**BLOC DE TEXTE**
C'est bien connu, les histoires de losers sont souvent...

C'est bien connu, les histoires de losers sont souvent les plus riches ou les plus drôles et donnent matière à toutes sortes de développements. L'histoire de Lupano et Rodguen n'en manque pas et offre avec cette histoire contemporaine de pseudo casse d'un fourgon blindé, une oeuvre pleine de justesse et d'émotion.


On devine assez facilement que l'objectif avoué va à coup sûr louper. Il faut dire, qu'en bons losers, Vincent et Gaby n'ont pas vraiment le profil des braqueurs de fonds inscrits au grand banditisme. Si on comprend les motivations de Vincent, la tête pensante du duo, à vouloir trouver les moyens d'échapper à son médiocre quotidien, on réalise vite que l'enjeu est surdimensionné par rapport à leurs capacités.


La question qui s'impose peu à peu au lecteur est celle de savoir comment tout cela va se terminer ? Au fil du récit, à mesure que l'on apprend à connaître les personnages, on finit par redouter une fin tragique pour Vincent et son pote. L'une des forces de cette histoire réside, en effet, dans le lien et l'attachement que l'on éprouve rapidement à l'égard de ces bras cassés. C'est bien connu, les losers sont souvent attachants.


Cette empathie est certainement développée par une narration à la première personne. C'est un procédé classique mais terriblement efficace. En plus de suivre les pérégrinations de Vincent, voilà sa réflexion livrée avec ses contradictions, ses doutes mais aussi toute sa naïveté et son authenticité.


Et de l'authenticité, ce récit n'en manque pas. Si rien n'est trop beau, rien, non plus, n'est trop misérable. Non pas que la misère des vies exposées ne soit pas grande mais les auteurs ont trouvés le bon équilibre pour ne pas plomber leur histoire d'un misérabilisme pesant. Les situations sont souvent drôles et les dialogues vifs sonnent justes avec beaucoup d'humour. C'est bien connu, les losers de fiction, avec leur côté anticonformiste, savent être de vrais rigolos dont le quotidien, pourtant des plus banals, ne cesse d'être illuminé.


Le rythme dynamique de l'histoire happe le lecteur et lui donne une envie irrésistible de connaître la fin de ce drôle de récit. On suit les traces de Vincent avec un intérêt aiguisé qui ne laisse pas indifférent. On se surprend à faire des commentaires, à houspiller Vincent face à ses projets incertains ou de l'encourager pour aller jusque au bout de ses motivations. Bref, on vit l'histoire et on vibre au rythme des séquences qui peu à peu nous laissent découvrir la vie de nos deux compères.


Pour obtenir un tel résultat, il faut une alchimie parfaite entre le dessin et le scénario. Le trait léger et vibrant de Rodguen colle alors parfaitement au contexte remuant de l'histoire. Pas de virtuosité, de cadrages complexes ou de panoramas exceptionnel (on notera toutefois la pleine page d'ouverture qui pose d'emblée le décor). Rien pour épater le lecteur, tout, en revanche, pour servir l'histoire.

**DONNÉES FOURNIES**

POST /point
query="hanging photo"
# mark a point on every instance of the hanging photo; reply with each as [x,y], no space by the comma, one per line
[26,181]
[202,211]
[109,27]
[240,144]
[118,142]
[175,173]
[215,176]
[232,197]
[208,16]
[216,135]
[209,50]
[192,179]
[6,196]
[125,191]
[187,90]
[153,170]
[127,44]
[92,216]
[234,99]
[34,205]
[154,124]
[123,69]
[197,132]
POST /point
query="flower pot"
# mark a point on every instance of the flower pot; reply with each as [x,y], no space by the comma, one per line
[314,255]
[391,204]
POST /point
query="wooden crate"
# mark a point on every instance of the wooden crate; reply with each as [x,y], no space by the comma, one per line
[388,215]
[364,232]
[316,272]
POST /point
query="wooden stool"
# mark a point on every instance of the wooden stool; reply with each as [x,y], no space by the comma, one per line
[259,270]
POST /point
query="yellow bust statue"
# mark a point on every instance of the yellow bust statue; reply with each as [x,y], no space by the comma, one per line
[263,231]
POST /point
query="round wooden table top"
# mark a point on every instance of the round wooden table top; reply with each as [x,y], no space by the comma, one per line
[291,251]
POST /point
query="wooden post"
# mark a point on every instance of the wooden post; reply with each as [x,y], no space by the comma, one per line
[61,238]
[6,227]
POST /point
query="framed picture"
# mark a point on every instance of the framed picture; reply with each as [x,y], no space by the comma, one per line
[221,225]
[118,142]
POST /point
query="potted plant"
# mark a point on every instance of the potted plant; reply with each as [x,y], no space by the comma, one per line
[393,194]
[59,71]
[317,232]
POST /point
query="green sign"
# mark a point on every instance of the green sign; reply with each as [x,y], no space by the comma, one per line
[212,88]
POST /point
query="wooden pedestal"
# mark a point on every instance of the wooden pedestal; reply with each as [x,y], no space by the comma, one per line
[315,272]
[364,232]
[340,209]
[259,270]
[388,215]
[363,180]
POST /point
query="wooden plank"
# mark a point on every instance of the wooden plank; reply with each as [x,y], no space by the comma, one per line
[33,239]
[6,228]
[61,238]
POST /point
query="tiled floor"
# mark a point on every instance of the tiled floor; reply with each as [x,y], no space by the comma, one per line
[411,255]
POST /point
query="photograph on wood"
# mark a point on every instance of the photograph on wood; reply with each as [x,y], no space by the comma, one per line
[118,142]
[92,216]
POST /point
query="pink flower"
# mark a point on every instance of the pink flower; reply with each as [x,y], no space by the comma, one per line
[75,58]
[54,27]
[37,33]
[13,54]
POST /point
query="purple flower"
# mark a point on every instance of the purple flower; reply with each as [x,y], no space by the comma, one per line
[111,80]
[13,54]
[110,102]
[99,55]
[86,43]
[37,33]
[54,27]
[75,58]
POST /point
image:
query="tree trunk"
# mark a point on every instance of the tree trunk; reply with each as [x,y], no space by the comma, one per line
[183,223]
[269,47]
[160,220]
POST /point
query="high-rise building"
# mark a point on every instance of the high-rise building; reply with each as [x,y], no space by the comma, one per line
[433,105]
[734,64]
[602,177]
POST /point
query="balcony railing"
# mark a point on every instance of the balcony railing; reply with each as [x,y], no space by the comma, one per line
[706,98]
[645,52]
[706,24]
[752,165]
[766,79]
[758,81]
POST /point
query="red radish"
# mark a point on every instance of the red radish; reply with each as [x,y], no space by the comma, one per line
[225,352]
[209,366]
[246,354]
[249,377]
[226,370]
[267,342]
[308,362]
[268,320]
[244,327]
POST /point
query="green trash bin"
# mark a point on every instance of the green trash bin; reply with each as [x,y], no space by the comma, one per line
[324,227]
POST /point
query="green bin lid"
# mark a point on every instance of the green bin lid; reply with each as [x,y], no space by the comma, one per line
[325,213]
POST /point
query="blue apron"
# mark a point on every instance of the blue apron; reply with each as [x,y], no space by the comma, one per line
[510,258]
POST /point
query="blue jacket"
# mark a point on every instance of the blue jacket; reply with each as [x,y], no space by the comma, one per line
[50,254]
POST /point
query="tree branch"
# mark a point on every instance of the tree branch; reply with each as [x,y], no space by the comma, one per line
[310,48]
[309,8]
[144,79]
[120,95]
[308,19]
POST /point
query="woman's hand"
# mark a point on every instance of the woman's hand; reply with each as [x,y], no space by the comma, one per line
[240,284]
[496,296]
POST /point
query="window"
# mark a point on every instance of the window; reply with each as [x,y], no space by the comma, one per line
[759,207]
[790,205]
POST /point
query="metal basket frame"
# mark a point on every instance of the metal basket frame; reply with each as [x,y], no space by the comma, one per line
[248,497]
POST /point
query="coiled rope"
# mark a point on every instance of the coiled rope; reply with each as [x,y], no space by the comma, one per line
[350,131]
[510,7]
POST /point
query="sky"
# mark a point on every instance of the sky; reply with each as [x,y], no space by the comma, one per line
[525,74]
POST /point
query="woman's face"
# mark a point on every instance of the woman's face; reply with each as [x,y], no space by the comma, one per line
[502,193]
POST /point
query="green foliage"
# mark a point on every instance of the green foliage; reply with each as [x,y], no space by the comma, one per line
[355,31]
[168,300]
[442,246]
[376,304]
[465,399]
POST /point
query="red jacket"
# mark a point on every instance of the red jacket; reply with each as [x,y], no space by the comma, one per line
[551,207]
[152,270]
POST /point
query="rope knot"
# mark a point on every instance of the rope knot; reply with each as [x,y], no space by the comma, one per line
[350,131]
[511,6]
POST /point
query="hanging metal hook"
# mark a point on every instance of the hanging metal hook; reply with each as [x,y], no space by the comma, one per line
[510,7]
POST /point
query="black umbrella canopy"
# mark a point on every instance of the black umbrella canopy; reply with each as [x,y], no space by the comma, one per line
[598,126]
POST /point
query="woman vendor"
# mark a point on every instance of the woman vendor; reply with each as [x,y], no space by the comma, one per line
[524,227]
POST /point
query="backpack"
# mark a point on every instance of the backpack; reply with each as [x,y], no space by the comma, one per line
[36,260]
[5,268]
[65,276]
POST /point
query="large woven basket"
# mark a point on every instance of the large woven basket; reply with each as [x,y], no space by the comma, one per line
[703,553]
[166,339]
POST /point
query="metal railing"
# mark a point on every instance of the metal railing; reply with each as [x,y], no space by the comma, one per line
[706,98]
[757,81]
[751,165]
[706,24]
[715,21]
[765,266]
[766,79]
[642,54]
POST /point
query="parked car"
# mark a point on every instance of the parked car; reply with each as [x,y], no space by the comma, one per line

**CONSIGNE 1**
Expliquez en une à trois phrases ce qui, d'après la critique, développe l'empathie du lecteur envers les personnages.
**CONSIGNE 2**
Recopiez fidèlement le passage de la critique qui commence par « Cette empathie est » et se poursuit jusqu'à « cesse d'être illuminé. ».
Les lignes n'ont aucun lien avec la critique.

**RÉPONSE ATTENDUE 1**
Cette empathie vient d'une narration à la première personne, procédé classique mais terriblement efficace. En plus des pérégrinations de Vincent, elle livre sa réflexion avec ses contradictions, ses doutes, sa naïveté et son authenticité.

**RÉPONSE ATTENDUE 2**
Cette empathie est certainement développée par une narration à la première personne. C'est un procédé classique mais terriblement efficace. En plus de suivre les pérégrinations de Vincent, voilà sa réflexion livrée avec ses contradictions, ses doutes mais aussi toute sa naïveté et son authenticité.


Et de l'authenticité, ce récit n'en manque pas. Si rien n'est trop beau, rien, non plus, n'est trop misérable. Non pas que la misère des vies exposées ne soit pas grande mais les auteurs ont trouvés le bon équilibre pour ne pas plomber leur histoire d'un misérabilisme pesant. Les situations sont souvent drôles et les dialogues vifs sonnent justes avec beaucoup d'humour. C'est bien connu, les losers de fiction, avec leur côté anticonformiste, savent être de vrais rigolos dont le quotidien, pourtant des plus banals, ne cesse d'être illuminé.